Exercise
From the records that follow, copy every line in which "instance" appears.

[Stored data entries]
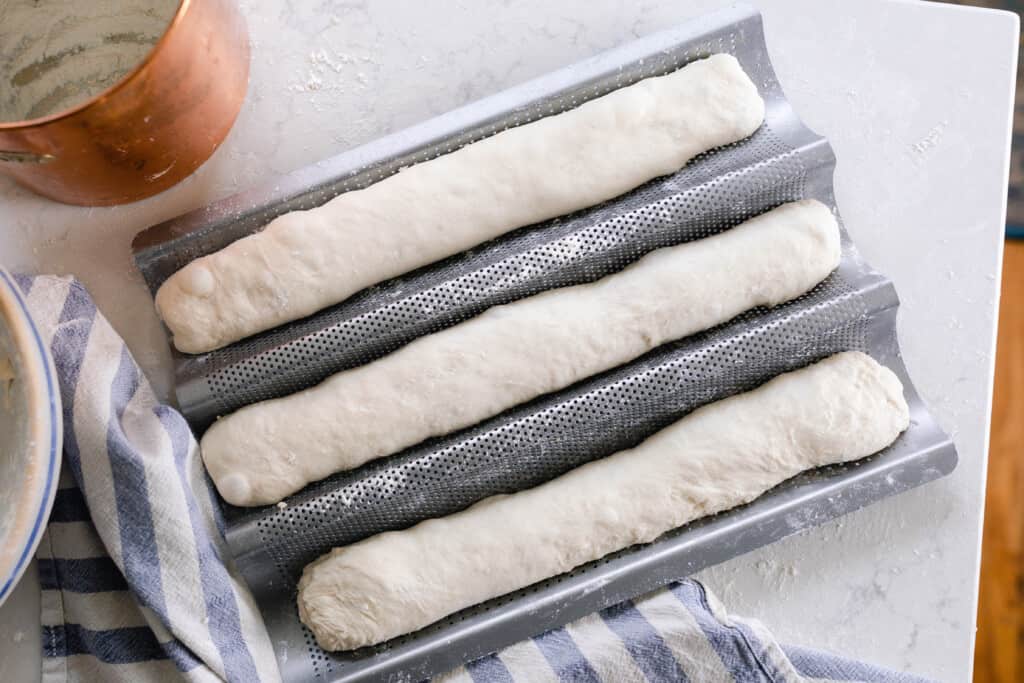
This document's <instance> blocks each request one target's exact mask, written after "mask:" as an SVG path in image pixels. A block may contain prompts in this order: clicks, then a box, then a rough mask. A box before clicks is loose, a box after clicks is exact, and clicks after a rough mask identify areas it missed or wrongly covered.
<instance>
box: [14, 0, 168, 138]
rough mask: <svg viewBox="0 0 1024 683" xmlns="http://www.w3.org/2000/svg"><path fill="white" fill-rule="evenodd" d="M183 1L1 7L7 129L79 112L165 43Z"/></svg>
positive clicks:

Output below
This document's <instance> blocks each request one target's exact mask, written after "mask:" as an SVG path in image pixels. A block may contain prompts in this order: clicks, then a box, then a rough mask. A box before clicks is loose, a box after clicks is exact, and clicks after a rough mask identify areas it missed or wrongly covered.
<instance>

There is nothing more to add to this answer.